== The data

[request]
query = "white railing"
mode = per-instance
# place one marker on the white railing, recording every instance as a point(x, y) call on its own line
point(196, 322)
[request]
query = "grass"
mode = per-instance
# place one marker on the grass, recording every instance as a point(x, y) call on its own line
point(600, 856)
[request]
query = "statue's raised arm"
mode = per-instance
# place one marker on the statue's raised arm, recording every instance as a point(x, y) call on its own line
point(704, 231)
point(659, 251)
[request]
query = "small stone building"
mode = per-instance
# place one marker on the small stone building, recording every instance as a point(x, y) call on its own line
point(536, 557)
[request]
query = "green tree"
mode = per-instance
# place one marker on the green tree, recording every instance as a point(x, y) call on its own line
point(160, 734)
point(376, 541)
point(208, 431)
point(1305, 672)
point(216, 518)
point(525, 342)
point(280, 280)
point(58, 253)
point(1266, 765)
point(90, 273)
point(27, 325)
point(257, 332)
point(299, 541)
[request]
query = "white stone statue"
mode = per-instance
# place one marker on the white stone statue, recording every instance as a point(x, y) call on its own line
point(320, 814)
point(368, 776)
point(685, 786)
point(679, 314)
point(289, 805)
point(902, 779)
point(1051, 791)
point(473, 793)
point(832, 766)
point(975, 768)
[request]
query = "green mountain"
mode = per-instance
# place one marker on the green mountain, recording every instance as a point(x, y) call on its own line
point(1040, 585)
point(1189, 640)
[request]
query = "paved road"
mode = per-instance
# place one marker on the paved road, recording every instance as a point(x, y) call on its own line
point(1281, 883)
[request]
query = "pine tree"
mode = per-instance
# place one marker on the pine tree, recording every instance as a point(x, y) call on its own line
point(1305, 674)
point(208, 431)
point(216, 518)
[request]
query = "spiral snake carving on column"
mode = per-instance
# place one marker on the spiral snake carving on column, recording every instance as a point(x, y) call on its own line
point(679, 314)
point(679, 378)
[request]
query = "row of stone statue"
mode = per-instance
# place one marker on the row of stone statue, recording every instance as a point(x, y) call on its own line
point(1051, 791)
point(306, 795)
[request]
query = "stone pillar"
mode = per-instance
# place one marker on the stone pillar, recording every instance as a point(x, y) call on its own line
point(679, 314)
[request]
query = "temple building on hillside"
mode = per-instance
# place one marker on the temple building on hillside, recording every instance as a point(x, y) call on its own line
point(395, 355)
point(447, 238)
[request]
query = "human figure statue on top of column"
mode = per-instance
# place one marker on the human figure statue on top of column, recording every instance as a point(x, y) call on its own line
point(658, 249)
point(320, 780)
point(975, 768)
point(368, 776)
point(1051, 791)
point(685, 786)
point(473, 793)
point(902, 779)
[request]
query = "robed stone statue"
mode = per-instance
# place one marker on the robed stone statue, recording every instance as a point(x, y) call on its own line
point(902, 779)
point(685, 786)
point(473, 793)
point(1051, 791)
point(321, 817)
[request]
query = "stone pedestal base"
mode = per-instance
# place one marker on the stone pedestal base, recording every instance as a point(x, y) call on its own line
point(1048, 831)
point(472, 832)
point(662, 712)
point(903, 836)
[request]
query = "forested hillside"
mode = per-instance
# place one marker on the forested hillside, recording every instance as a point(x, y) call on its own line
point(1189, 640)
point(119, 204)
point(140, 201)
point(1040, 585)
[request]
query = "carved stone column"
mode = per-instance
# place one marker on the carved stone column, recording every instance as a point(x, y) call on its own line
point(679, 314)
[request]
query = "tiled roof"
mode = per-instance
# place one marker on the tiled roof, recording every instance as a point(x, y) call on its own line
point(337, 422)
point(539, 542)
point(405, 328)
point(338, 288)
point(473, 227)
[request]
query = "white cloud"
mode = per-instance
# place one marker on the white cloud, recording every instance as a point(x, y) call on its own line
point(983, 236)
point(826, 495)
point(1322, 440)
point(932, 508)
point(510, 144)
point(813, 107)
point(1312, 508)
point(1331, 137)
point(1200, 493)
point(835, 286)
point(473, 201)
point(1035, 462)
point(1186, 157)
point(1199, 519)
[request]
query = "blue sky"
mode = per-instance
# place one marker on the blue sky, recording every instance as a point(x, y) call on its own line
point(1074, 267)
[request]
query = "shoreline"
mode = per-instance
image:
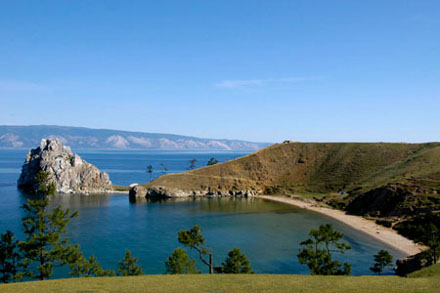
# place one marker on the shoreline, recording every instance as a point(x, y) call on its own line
point(386, 235)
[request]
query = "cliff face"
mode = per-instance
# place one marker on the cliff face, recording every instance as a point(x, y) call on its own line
point(310, 167)
point(67, 171)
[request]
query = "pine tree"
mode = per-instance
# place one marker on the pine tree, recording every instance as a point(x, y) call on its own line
point(317, 254)
point(9, 258)
point(128, 265)
point(88, 268)
point(382, 260)
point(180, 263)
point(194, 239)
point(46, 246)
point(235, 263)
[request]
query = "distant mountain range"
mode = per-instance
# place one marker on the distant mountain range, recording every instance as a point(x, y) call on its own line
point(87, 138)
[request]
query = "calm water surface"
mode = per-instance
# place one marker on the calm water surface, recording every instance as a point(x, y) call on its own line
point(268, 233)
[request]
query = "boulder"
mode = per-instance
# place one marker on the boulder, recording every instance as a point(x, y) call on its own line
point(67, 171)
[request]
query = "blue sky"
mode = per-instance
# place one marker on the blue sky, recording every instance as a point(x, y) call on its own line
point(256, 70)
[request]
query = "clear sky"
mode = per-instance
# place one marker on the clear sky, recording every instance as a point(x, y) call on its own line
point(257, 70)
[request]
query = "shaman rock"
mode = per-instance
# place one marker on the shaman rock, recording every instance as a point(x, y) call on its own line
point(67, 171)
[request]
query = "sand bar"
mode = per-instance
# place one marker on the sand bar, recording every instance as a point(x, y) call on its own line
point(384, 234)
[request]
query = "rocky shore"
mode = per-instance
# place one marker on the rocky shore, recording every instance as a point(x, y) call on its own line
point(140, 192)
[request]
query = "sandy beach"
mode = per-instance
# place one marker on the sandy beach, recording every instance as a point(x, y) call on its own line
point(386, 235)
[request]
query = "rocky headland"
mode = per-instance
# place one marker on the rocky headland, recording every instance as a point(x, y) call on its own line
point(67, 171)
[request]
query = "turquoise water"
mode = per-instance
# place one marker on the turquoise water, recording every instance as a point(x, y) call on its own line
point(268, 233)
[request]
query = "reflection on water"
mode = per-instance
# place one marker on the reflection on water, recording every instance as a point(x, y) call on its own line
point(77, 201)
point(268, 233)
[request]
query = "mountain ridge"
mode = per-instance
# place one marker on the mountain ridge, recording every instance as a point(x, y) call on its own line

====

=== What you need to do ===
Omit any images, then output the listing exactly.

=== Response to this exercise ===
[request]
query = "white railing"
mode = per-instance
# place one marker on the white railing, recording every instance as a point(x, y) call on its own line
point(196, 322)
[request]
query = "grass"
mode = per-instance
# place one marker on the grass, recording every instance as a point(x, y) call on its own line
point(600, 856)
[request]
query = "statue's raised arm"
mode = per-instance
# place one marker on the statue's raised arm, recording every instance as a point(x, y) call on its own line
point(704, 231)
point(659, 251)
[request]
query = "small stone building"
mode = per-instance
# place one marker on the small stone building, recording every instance as a point(x, y) call on its own line
point(536, 557)
[request]
query = "green tree"
mode = per-instance
# place one marker on the green tree, recording every instance as a point(x, y) call on its own line
point(160, 734)
point(376, 541)
point(208, 431)
point(1305, 672)
point(216, 518)
point(525, 342)
point(280, 280)
point(58, 253)
point(1266, 765)
point(90, 273)
point(27, 325)
point(257, 332)
point(299, 541)
[request]
query = "white stone statue"
mode = per-instance
# place one marker on the white stone statue, recording every instance as a point(x, y) call on its own line
point(320, 814)
point(368, 776)
point(685, 786)
point(679, 314)
point(289, 805)
point(902, 779)
point(1051, 791)
point(473, 793)
point(832, 766)
point(975, 768)
[request]
query = "green mountain"
mode = per-instance
# place one marker on the green mountain, recording every instance as a point(x, y) call on its own line
point(1040, 585)
point(1189, 640)
[request]
query = "paved road"
mode = per-instance
# place one marker on the paved road, recording every instance as a point(x, y) call on its own line
point(1281, 883)
[request]
query = "pine tree"
mode = per-instance
# place one marker on the pine tree, recording every instance as a point(x, y) call on its own line
point(1305, 674)
point(208, 431)
point(216, 518)
[request]
query = "spiral snake carving on column"
mode = per-instance
# place one marker on the spiral snake carving on column, recording every instance as a point(x, y) call on its own line
point(679, 314)
point(679, 378)
[request]
query = "row of stone statue"
mode = per-instance
# place one marker on the row of stone statue, recording every instance as a point(x, y) call on its own line
point(1051, 791)
point(306, 795)
[request]
query = "stone pillar"
mode = per-instance
# place one marker on the stone pillar, recording every instance as a point(x, y) call on its own line
point(679, 314)
[request]
query = "temple building on hillside"
mode = per-instance
# place one marker on the temple building on hillside, recording every instance as a point(x, y) call on its own line
point(395, 355)
point(447, 238)
[request]
query = "human figure statue on top of column"
mode = per-instance
# place one marker on the human figure statue on top of column, recording every instance as a point(x, y) call on its own line
point(658, 249)
point(320, 780)
point(975, 768)
point(368, 776)
point(1051, 791)
point(685, 786)
point(473, 793)
point(902, 779)
[request]
query = "robed stone statue"
mode = per-instance
# place one marker on the robed stone statue, recording every instance as a point(x, y) call on its own line
point(902, 779)
point(685, 786)
point(473, 793)
point(1051, 791)
point(321, 817)
[request]
query = "stone pedestal base"
mode = per-instance
# place one marker on the stone pedestal base, recording every instance as a point(x, y) call on its own line
point(1048, 831)
point(472, 832)
point(662, 712)
point(903, 836)
[request]
query = "forested hillside"
mode = per-instance
# place one marker on the forested hillside, recording every instance as a point(x, y) call on its own line
point(1189, 640)
point(119, 204)
point(140, 201)
point(1040, 585)
[request]
query = "carved stone column"
mode = per-instance
# place one marker on the carved stone column, recording every instance as a point(x, y) call on its own line
point(679, 314)
[request]
query = "tiled roof"
mode = per-instance
# place one marker on the tiled roof, recording every instance as a point(x, y) call on its own line
point(337, 422)
point(539, 542)
point(405, 328)
point(338, 288)
point(473, 227)
[request]
query = "white cloud"
mode = per-instance
# place one marker on the white cloud, recording every instance as a point(x, y) call on its own line
point(983, 236)
point(826, 495)
point(1322, 440)
point(932, 508)
point(510, 144)
point(813, 107)
point(1312, 508)
point(1331, 137)
point(1200, 493)
point(835, 286)
point(473, 201)
point(1035, 462)
point(1186, 157)
point(1199, 519)
[request]
query = "blue sky"
mode = per-instance
# place one marker on the blue sky, recording every instance as a point(x, y) call on its own line
point(1074, 267)
[request]
query = "shoreline"
mode = per-instance
image:
# place one marker on the shoreline, recording every instance as a point(x, y) call on its own line
point(386, 235)
[request]
query = "cliff face"
mode = per-instance
# place one marker on the cliff face, recording every instance as a point(x, y) call on its own line
point(310, 167)
point(67, 171)
[request]
query = "pine tree"
mode = per-instance
# place one marker on the pine tree, recording every instance as a point(x, y) call on its own line
point(317, 254)
point(9, 258)
point(128, 265)
point(88, 268)
point(382, 260)
point(180, 263)
point(194, 239)
point(46, 246)
point(235, 263)
[request]
query = "distant mountain range"
mode = per-instance
# place one marker on the distant mountain range, recording every instance as a point(x, y) call on its own line
point(87, 138)
[request]
query = "calm water surface"
mode = per-instance
# place one marker on the calm water surface, recording every instance as a point(x, y) call on its own line
point(268, 233)
[request]
query = "boulder"
mode = per-instance
# place one marker on the boulder, recording every instance as a point(x, y) call on its own line
point(67, 171)
[request]
query = "blue sky"
mode = per-instance
# place one marker on the blue sky, recording every instance as a point(x, y) call on its own line
point(256, 70)
[request]
query = "clear sky"
mode = per-instance
# place one marker on the clear sky, recording every instance as a point(x, y) call on its own line
point(257, 70)
[request]
query = "shaman rock"
mode = per-instance
# place one marker on the shaman rock, recording every instance as a point(x, y) call on its own line
point(67, 171)
[request]
query = "sand bar"
mode = per-instance
# place one marker on the sand bar, recording every instance as a point(x, y) call on its own line
point(384, 234)
[request]
query = "rocky shore"
mode = per-instance
# place one marker on the rocky shore, recording every instance as a point(x, y) call on its own line
point(140, 192)
[request]
query = "sandy beach"
mode = per-instance
# place one marker on the sandy beach, recording every instance as a point(x, y) call on its own line
point(386, 235)
[request]
query = "rocky headland"
mode = per-instance
# place one marker on the rocky headland, recording every instance as a point(x, y) call on its own line
point(67, 171)
[request]
query = "turquoise water"
mode = per-instance
# place one marker on the turquoise water, recording every instance as a point(x, y) call on its own line
point(268, 233)
[request]
query = "reflection on water"
mode = per-instance
# place one marker on the reflection on water, recording every instance as a point(x, y) call on its own line
point(77, 201)
point(268, 233)
[request]
query = "mountain ridge"
mode = per-instance
# place one marker on the mountain ridge, recording every instance as a point(x, y) call on its own line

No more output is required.